> Set of tasks:
A) In the personality research article, reproduce the part starting with "They found that" and going on through "be entirely true.".
B) List every source that Mehl names in the personality research article as a way to get a good sense of what someone is like.
C) Extend the personality research article by writing on from its final sentence.

(Beginning of Source passage)

Instead of focusing on personal Web sites and blogs, UA psychology researchers used stream of consciousness writings in their research to determine a more accurate measure of individual personlity traits.
Stream of consciousness, a century-old literary device, is helping University of Arizona researchers get to the core of individual personality.
Typically, researchers have focused on more public spaces and forms of self-expression to determine personality – e-mail messages, Web sites, blogs, office spaces, handshakes, face-to-face interactions, fashion choices and the way people loops G’s and dot I’s in their signatures.
But UA assistant psychology professor Matthias R. Mehl and Shannon E. Holleran, a doctoral degree candidate in psychology, wanted to delve into the difficult-to-measure, private nuances of personality. So they set out on a study using stream of consciousness writing.
They found that reading private thoughts manifest in a writing surge resulted in the ability to make “surprisingly accurate” measures of a person’s personality traits.
Their findings are published in the June issue of Journal of Research in Personality in an article titled, “Let Me Read Your Mind: Personality Judgments Based on a Person’s Natural Stream of Thought.”
Mehl said “the general sense is that just by looking at someone’s picture or Web site or by reading somebody’s blog, you can get a very good sense of what that person is like.”
That may not be entirely true.

(End of Source passage)
(Beginning of Dataset entries)

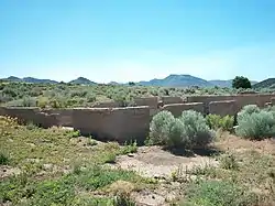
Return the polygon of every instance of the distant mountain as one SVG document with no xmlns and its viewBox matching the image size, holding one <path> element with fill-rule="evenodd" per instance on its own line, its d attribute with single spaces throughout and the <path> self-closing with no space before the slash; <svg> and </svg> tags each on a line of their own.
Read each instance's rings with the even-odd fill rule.
<svg viewBox="0 0 275 206">
<path fill-rule="evenodd" d="M 218 86 L 218 87 L 232 87 L 232 82 L 233 79 L 229 79 L 229 80 L 209 80 L 209 83 L 211 83 L 212 85 L 215 86 Z M 256 84 L 257 82 L 255 80 L 251 80 L 251 85 L 254 85 Z"/>
<path fill-rule="evenodd" d="M 108 85 L 120 85 L 120 84 L 117 82 L 110 82 L 110 83 L 108 83 Z"/>
<path fill-rule="evenodd" d="M 51 79 L 40 79 L 40 78 L 33 78 L 33 77 L 19 78 L 19 77 L 15 77 L 15 76 L 10 76 L 8 78 L 2 78 L 2 80 L 22 82 L 22 83 L 50 83 L 50 84 L 57 84 L 58 83 L 56 80 L 51 80 Z"/>
<path fill-rule="evenodd" d="M 79 85 L 96 85 L 97 83 L 89 80 L 88 78 L 78 77 L 77 79 L 70 80 L 70 84 L 79 84 Z"/>
<path fill-rule="evenodd" d="M 24 83 L 50 83 L 50 84 L 57 84 L 56 80 L 51 79 L 38 79 L 33 77 L 25 77 L 25 78 L 19 78 L 15 76 L 10 76 L 8 78 L 3 78 L 1 80 L 9 80 L 9 82 L 24 82 Z M 80 84 L 80 85 L 96 85 L 97 83 L 89 80 L 85 77 L 78 77 L 77 79 L 70 80 L 70 84 Z M 270 78 L 266 80 L 263 80 L 261 83 L 251 82 L 252 85 L 254 85 L 254 88 L 257 87 L 270 87 L 273 85 L 275 86 L 275 78 Z M 129 85 L 129 83 L 117 83 L 111 82 L 108 85 Z M 198 86 L 198 87 L 232 87 L 232 79 L 229 80 L 206 80 L 199 77 L 195 77 L 191 75 L 176 75 L 172 74 L 163 79 L 154 78 L 148 82 L 139 82 L 135 83 L 135 85 L 143 85 L 143 86 L 161 86 L 161 87 L 191 87 L 191 86 Z M 266 85 L 266 86 L 265 86 Z M 270 85 L 270 86 L 268 86 Z"/>
<path fill-rule="evenodd" d="M 140 82 L 143 86 L 165 86 L 165 87 L 211 87 L 211 83 L 191 75 L 169 75 L 164 79 L 152 79 L 150 82 Z"/>
<path fill-rule="evenodd" d="M 48 84 L 57 84 L 58 83 L 56 80 L 38 79 L 38 78 L 33 78 L 33 77 L 25 77 L 25 78 L 22 78 L 22 80 L 25 83 L 48 83 Z"/>
<path fill-rule="evenodd" d="M 274 85 L 275 85 L 275 78 L 267 78 L 265 80 L 256 83 L 252 87 L 253 88 L 274 88 Z"/>
<path fill-rule="evenodd" d="M 232 87 L 232 79 L 230 80 L 209 80 L 210 84 L 218 86 L 218 87 Z"/>
</svg>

(End of Dataset entries)

> Exercise results:
A)
They found that reading private thoughts manifest in a writing surge resulted in the ability to make “surprisingly accurate” measures of a person’s personality traits.
Their findings are published in the June issue of Journal of Research in Personality in an article titled, “Let Me Read Your Mind: Personality Judgments Based on a Person’s Natural Stream of Thought.”
Mehl said “the general sense is that just by looking at someone’s picture or Web site or by reading somebody’s blog, you can get a very good sense of what that person is like.”
That may not be entirely true.

B)
- a picture
- a Web site
- a blog

C)
“A person can put up a good face and avoid disclosing different types of information,” he added. “You would think depressed people party less, talk less, laugh less and interact less. But the students who reported having the most depressive symptoms did those things as much as anyone else.”
Mehl and Holleran were interested in understanding how individuals can better understand others and also how the individual perceives the self, so they set out to get as close to mind reading as possible.
Personality, Without the Filters
The two, seeking out “natural expression of personality” without the influence of filters, placed nearly 100 undergraduate students in private cubicles and encouraged them to type for 20 minutes tracking their thoughts. They also urged their subjects not to concern themselves with grammar or accuracy and to type whatever came to mind while also paying close attention to their feelings and sensations while typing.
Most people wrote about school, downtime, recent experiences and their plans for the day.
Mehl and Holleran then had nine “naïve judges” – individuals who were not privy to the initial phase of the research project – read over the texts and evaluate the writings based on the “Big Five” dimensions: emotional stability, agreeableness, conscientiousness, openness and extroversion.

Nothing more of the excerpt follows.